Every record must appear in your copy exactly as written, with no pictures.
>> BEGIN INFORMATION SHOWN
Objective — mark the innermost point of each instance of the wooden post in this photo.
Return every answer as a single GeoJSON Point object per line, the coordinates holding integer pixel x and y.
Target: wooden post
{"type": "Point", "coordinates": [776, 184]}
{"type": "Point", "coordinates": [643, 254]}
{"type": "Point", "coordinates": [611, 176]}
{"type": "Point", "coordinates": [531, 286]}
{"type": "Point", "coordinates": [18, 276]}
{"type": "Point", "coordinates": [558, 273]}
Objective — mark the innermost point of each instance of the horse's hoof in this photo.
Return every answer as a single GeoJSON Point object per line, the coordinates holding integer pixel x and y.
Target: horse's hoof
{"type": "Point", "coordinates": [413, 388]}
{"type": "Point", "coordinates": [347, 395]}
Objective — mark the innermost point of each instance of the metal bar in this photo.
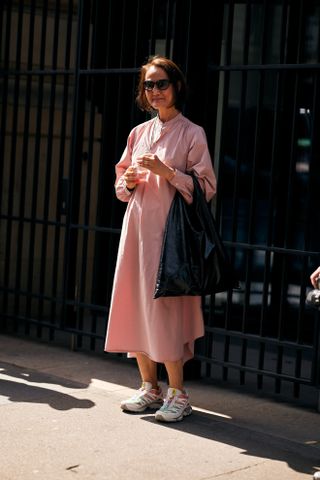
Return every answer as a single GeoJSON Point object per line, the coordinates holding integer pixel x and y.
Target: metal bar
{"type": "Point", "coordinates": [24, 164]}
{"type": "Point", "coordinates": [4, 108]}
{"type": "Point", "coordinates": [9, 255]}
{"type": "Point", "coordinates": [57, 253]}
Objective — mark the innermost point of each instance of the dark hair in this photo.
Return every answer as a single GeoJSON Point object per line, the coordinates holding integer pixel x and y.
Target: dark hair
{"type": "Point", "coordinates": [175, 76]}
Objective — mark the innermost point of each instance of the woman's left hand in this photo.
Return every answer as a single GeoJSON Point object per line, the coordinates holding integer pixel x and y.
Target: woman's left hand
{"type": "Point", "coordinates": [153, 163]}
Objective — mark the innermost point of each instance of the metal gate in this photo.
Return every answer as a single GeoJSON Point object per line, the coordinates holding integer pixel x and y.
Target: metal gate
{"type": "Point", "coordinates": [68, 79]}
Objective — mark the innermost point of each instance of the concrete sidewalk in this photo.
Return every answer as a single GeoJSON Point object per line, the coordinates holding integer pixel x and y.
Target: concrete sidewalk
{"type": "Point", "coordinates": [60, 419]}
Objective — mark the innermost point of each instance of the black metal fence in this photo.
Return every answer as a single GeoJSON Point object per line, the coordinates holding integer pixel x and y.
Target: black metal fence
{"type": "Point", "coordinates": [68, 80]}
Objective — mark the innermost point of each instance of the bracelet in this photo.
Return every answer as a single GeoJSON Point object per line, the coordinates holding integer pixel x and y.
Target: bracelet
{"type": "Point", "coordinates": [174, 171]}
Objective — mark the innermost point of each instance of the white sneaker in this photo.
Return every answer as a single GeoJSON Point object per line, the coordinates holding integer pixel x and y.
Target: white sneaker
{"type": "Point", "coordinates": [176, 406]}
{"type": "Point", "coordinates": [145, 397]}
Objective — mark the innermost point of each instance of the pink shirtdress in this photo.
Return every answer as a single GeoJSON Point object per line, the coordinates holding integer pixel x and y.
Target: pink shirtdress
{"type": "Point", "coordinates": [164, 329]}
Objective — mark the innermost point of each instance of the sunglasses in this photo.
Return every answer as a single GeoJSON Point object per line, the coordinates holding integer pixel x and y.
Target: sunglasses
{"type": "Point", "coordinates": [160, 84]}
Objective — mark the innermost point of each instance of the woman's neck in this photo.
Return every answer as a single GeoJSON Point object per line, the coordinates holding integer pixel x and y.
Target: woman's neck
{"type": "Point", "coordinates": [166, 115]}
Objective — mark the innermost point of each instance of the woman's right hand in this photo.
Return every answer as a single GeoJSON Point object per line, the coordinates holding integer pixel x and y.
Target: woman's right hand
{"type": "Point", "coordinates": [314, 277]}
{"type": "Point", "coordinates": [131, 177]}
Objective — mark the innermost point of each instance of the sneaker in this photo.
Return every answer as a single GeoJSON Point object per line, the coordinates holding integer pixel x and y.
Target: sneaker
{"type": "Point", "coordinates": [146, 397]}
{"type": "Point", "coordinates": [176, 406]}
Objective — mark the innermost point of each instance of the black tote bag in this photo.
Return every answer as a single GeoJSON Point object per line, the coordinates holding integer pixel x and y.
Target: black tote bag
{"type": "Point", "coordinates": [193, 259]}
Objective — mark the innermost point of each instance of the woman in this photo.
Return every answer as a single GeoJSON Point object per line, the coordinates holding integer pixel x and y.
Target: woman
{"type": "Point", "coordinates": [154, 163]}
{"type": "Point", "coordinates": [315, 277]}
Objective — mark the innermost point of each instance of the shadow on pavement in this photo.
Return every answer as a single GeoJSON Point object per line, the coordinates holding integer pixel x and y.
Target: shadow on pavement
{"type": "Point", "coordinates": [251, 442]}
{"type": "Point", "coordinates": [18, 385]}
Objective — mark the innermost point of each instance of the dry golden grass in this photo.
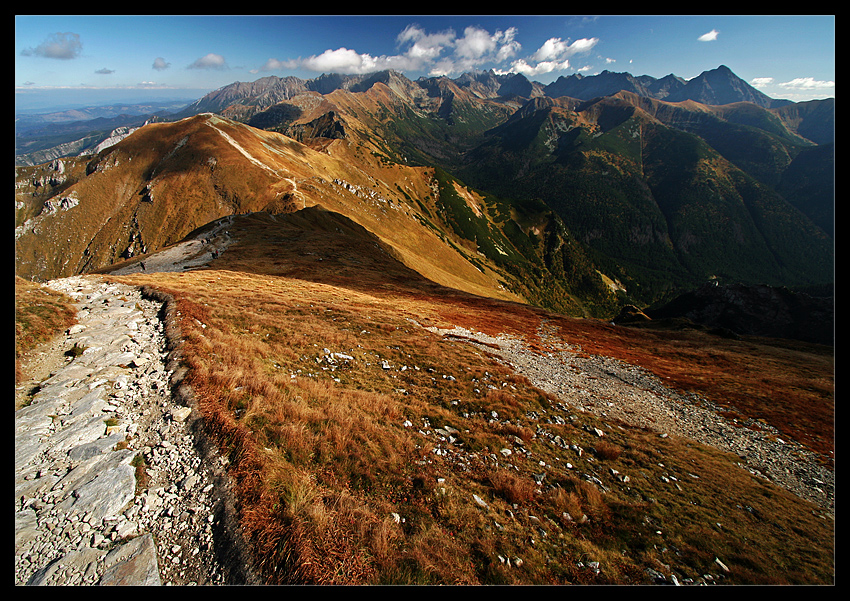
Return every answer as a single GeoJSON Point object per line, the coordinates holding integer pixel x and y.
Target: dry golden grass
{"type": "Point", "coordinates": [40, 314]}
{"type": "Point", "coordinates": [344, 478]}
>> END INFORMATION SHOWN
» **SOLVED PROBLEM**:
Objective — mark the innermost point of each instance of the wooden post in this photo.
Return every answer as a single GeoJSON Point object per line, the coordinates holding integer pixel x and y.
Target: wooden post
{"type": "Point", "coordinates": [776, 184]}
{"type": "Point", "coordinates": [643, 254]}
{"type": "Point", "coordinates": [611, 176]}
{"type": "Point", "coordinates": [531, 286]}
{"type": "Point", "coordinates": [18, 276]}
{"type": "Point", "coordinates": [558, 273]}
Objective — mark the innermost point of each instance of the horse's hoof in this photo.
Return every answer as a single GeoJSON Point object per line, the coordinates holding integer pixel x and y.
Target: horse's hoof
{"type": "Point", "coordinates": [413, 388]}
{"type": "Point", "coordinates": [347, 395]}
Objective — mark the innermost point of each instance of the metal bar in this photo.
Return every answer as a single GeoJSON Point object per line, the coordinates holding integer pixel x and y.
Target: metal bar
{"type": "Point", "coordinates": [24, 164]}
{"type": "Point", "coordinates": [4, 108]}
{"type": "Point", "coordinates": [9, 255]}
{"type": "Point", "coordinates": [57, 253]}
Objective — mark the innermost point of each instance of the dark hair in this photo.
Return every answer as a single GeoJSON Point object per line, the coordinates holding integer pixel x and y.
Target: dark hair
{"type": "Point", "coordinates": [175, 76]}
Objective — mark the innermost point of each instance of the woman's left hand in this photo.
Return every answer as a single GeoJSON Point object per line, the coordinates holding integer pixel x and y.
Target: woman's left hand
{"type": "Point", "coordinates": [153, 163]}
Objective — mark the innermost point of each instance of the metal gate in this photo.
Return every answer as a single GeoJSON Point object per line, the coordinates holding integer pixel x and y.
Target: metal gate
{"type": "Point", "coordinates": [68, 79]}
Objective — mark the innermost point of each instance of the concrete sidewalk in this photo.
Return every answer as a single GeoJSON Point object per line, the coordinates holding integer pixel x and y.
Target: concrete sidewalk
{"type": "Point", "coordinates": [60, 419]}
Objective — mark the innermost point of each instance of the black metal fence in this photo.
Return every answer as a single GeoJSON Point object per line, the coordinates holding integer pixel x and y.
Target: black metal fence
{"type": "Point", "coordinates": [68, 80]}
Objective — mark the innermost point of each instance of the bracelet in this photo.
Return every answer as a single GeoJSON Point object per line, the coordinates holding integer pixel x and y.
Target: bracelet
{"type": "Point", "coordinates": [174, 171]}
Objective — mark the innermost point of each instance of the white sneaker in this photo.
Return every answer as a single GeoJSON Point object per line, the coordinates holding integer pixel x and y.
Target: white sneaker
{"type": "Point", "coordinates": [176, 406]}
{"type": "Point", "coordinates": [145, 397]}
Objective — mark the innermost point of each instance of the pink shirtdress in this photo.
Return every answer as a single GeoJSON Point object per line, the coordinates holding integer pixel x and y.
Target: pink shirtdress
{"type": "Point", "coordinates": [164, 329]}
Objective — mark the innermost point of each instance of the sunglasses in this photo.
Return every answer as a single GeoJSON Point object per line, the coordinates holding integer pixel x and y.
Target: sunglasses
{"type": "Point", "coordinates": [160, 84]}
Objective — mark the innermost point of each instance of the woman's neck in this photo.
Return every answer as a single GeoJSON Point object per line, the coordinates holding integer pixel x and y.
Target: woman's neck
{"type": "Point", "coordinates": [166, 115]}
Objective — mark the innermost point of each instance of the woman's right hand in this photo.
Return every answer as a single GeoJSON Point object per line, the coordinates holding integer pixel x and y.
Target: woman's right hand
{"type": "Point", "coordinates": [314, 277]}
{"type": "Point", "coordinates": [131, 177]}
Objective — mark the innermost point of each instance of the sneaker in this photo.
Return every answer as a single GeoJSON Point object per line, the coordinates holding integer pixel x and y.
Target: sneaker
{"type": "Point", "coordinates": [146, 397]}
{"type": "Point", "coordinates": [176, 406]}
Objective — mark the innermost point of each instance of the black tote bag in this photo.
Return every answer as a single GeoJSON Point object per line, the coordinates holding integer pixel x and y.
Target: black tote bag
{"type": "Point", "coordinates": [193, 259]}
Objective — mark the innermost point of each instance of the woman in this photo.
Return every answer as a single GeoJSON Point object per line, the coordinates holding integer pixel x and y.
Target: woman
{"type": "Point", "coordinates": [154, 163]}
{"type": "Point", "coordinates": [315, 277]}
Objective — mark the innermost point of each instance of the shadow on pavement in this photo.
Return every answer as a single GeoJSON Point object per line, the coordinates holding integer pixel x and y.
Target: shadow on pavement
{"type": "Point", "coordinates": [251, 442]}
{"type": "Point", "coordinates": [18, 385]}
Objective — mark the innermost point of each instance of the dry golden grass in this photo.
Return every answer as a single GeoJSON Point object per line, the coordinates holding integer pixel x and y.
Target: dry golden grass
{"type": "Point", "coordinates": [40, 314]}
{"type": "Point", "coordinates": [344, 478]}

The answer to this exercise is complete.